RECORDS SHOWN:
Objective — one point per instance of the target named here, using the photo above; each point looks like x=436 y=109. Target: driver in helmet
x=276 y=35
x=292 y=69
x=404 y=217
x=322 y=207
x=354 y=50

REQUIRED WORK: From the records above, extract every entry verbatim.

RESULT OF THE EXERCISE:
Objective — one point per instance of the target named here, using the photo above; each point looks like x=436 y=109. Target: driver in helmet
x=276 y=35
x=292 y=69
x=404 y=217
x=322 y=207
x=354 y=50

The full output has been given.